Excerpt to read:
-.-.-
Last week we argued that, with the nationalization of Fannie and Freddie, comrades Bush, Paulson and Bernanke had started transforming the USA into the USSRA (United Socialist State Republic of America). This transformation of the USA into a country where there is socialism for the rich, the well connected and Wall Street (i.e. where profits are privatized and losses are socialized) continues today with the nationalization of AIG.

This latest action on AIG follows a variety of many other policy actions that imply a massive - and often flawed - government intervention in the financial markets and the economy: the bailout of the Bear Stearns creditors; the bailout of Fannie and Freddie; the use of the Fed balance sheet (hundreds of billions of safe US Treasuries swapped for junk toxic illiquid private securities); the use of the other GSEs (the Federal Home Loan Bank system) to provide hundreds of billions of dollars of “liquidity” to distressed, illiquid and insolvent mortgage lenders; the use of the SEC to manipulate the stock market (restrictions on short sales); the use of the US Treasury to manipulate the mortgage market (Treasury will now for the first time outright buy agency MBS to manipulate and prop up this market); the creation of a whole host of new bailout facilities (TAF, TSLF, PDCF) to prop and rescue banks and, for the first time since the Great Depression, to bail out non-bank financial institutions; the recent extension of the collateral available for the TSLF and PDCF facilities to a much wider range of toxic securities including equities and thus allowing the Fed to effectively manipulate even the stock market; and a whole range of other executive and legislative actions (including the recent bill to provide a public guarantee to mortgages for banks willing to reduce their face value).
RGE Spotlight Issues: Fed To Rescue AIG In A $85-$90 Billion Deal And Take An 80% Stake GSEs Not Nationalized But in 'Conservatorship', Bail-Out for Creditors, Shareholders Trimmed But Not Wiped Out

So, with the nationalization today of AIG, comrades Bush, Paulson and Bernanke welcome you again to the USSRA. At least in the case of Fannie and Freddie these two institutions were semi-public to begin with as they were Government Sponsored Enterprises (GSEs). Now we get instead the first pure case of a fully private company, actually the largest insurance company in the world, being nationalized. So the US government is now the largerst insurance company in the world. So the transformation of the USA into the USSRA goes a step further.

Let me now flesh out in more detail my arguments on why this government AIG takeover is reckless, flawed and should have and could have been avoided. There were other ways to deal with the potential systemic effects of collapse of AIG…

First, note that the Fed and the Treasury claimed to draw a line in the sand on moral hazard with their decision not to bail out Lehman ; but two days later the financial tsunami of the century wiped out that line and led to the continuation of the mother of all moral hazard bailouts with the nationalization of AIG.
-.-.-
(Referring-expression data)

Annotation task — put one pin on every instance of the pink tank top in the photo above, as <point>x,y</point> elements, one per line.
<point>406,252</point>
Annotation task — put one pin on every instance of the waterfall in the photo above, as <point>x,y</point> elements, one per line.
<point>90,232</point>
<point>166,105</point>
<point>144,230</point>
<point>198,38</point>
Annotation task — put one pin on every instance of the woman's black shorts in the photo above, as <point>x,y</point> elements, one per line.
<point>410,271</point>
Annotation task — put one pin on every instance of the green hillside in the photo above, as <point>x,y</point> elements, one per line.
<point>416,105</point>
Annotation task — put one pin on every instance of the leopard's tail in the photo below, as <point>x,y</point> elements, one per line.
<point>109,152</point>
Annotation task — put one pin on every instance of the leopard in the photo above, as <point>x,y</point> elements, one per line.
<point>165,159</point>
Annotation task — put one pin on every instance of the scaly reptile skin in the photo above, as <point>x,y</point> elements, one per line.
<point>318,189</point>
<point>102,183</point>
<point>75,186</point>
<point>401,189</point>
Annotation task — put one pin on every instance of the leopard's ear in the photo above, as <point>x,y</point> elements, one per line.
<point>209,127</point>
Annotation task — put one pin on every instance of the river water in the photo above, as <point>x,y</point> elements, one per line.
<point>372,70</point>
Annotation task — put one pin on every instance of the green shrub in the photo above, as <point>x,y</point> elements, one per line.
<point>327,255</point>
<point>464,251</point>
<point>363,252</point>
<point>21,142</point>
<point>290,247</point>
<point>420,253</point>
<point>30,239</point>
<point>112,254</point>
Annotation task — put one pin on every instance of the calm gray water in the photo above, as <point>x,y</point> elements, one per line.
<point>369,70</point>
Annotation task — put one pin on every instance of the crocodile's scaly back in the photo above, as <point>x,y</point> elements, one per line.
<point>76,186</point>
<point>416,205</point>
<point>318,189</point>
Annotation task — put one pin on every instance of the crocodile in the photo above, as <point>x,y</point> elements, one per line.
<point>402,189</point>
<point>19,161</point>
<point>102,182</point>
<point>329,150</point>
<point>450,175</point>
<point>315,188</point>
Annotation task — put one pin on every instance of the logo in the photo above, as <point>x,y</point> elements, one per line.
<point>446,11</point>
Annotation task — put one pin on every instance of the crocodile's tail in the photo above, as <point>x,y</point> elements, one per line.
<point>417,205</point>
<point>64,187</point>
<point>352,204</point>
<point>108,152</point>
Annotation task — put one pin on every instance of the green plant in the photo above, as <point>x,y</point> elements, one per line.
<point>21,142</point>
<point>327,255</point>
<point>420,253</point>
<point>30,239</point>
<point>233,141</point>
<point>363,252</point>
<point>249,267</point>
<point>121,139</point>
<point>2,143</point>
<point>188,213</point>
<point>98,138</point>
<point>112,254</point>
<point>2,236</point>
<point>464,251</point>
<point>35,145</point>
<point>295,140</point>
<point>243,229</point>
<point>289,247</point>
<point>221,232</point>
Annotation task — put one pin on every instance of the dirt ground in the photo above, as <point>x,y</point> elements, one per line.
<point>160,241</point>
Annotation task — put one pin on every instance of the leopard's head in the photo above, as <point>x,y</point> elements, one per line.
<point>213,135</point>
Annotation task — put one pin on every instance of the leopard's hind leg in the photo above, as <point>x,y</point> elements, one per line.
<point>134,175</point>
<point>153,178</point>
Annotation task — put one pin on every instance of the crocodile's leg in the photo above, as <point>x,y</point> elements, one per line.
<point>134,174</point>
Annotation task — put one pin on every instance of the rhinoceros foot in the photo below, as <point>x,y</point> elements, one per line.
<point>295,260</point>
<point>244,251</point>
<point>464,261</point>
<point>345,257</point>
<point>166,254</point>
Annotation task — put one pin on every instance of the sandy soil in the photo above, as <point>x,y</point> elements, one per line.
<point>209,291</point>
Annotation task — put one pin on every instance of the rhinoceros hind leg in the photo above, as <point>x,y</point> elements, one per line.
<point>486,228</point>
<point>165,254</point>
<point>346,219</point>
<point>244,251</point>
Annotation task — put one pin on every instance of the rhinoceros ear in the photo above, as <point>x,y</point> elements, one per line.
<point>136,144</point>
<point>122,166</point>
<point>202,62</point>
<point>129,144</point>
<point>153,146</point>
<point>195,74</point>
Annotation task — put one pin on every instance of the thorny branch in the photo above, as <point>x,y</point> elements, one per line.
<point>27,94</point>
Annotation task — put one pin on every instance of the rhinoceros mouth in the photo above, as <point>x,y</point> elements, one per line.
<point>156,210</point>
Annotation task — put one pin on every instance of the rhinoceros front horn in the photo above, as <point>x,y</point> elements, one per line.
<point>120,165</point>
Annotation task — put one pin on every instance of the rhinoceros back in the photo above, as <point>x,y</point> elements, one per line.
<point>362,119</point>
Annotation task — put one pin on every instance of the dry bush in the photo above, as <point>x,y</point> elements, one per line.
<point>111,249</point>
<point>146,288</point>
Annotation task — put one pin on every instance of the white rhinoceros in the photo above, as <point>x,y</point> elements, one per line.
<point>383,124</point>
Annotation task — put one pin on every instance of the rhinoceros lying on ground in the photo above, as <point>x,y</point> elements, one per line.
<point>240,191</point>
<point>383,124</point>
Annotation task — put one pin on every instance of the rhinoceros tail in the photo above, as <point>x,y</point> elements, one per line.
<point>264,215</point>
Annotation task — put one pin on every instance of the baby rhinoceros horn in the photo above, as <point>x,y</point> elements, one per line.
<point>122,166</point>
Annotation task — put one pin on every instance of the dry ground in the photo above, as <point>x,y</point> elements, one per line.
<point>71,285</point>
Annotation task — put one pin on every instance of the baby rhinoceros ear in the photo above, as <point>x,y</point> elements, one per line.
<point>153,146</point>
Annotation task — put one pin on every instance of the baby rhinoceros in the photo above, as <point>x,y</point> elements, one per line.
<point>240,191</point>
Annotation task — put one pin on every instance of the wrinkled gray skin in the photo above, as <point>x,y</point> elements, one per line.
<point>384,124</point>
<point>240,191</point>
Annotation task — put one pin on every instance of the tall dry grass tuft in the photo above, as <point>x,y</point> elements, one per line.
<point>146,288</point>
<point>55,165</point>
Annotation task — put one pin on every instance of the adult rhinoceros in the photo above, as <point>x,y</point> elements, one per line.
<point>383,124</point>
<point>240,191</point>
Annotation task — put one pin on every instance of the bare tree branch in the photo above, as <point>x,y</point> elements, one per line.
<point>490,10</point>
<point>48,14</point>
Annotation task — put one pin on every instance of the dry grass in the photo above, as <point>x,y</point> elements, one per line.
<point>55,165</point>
-.-.-
Work to complete: Can you print the part of the text on the nationalization of AIG, starting with "First, note that" and going on through "bailouts with the nationalization of AIG."?

Reply:
First, note that the Fed and the Treasury claimed to draw a line in the sand on moral hazard with their decision not to bail out Lehman ; but two days later the financial tsunami of the century wiped out that line and led to the continuation of the mother of all moral hazard bailouts with the nationalization of AIG.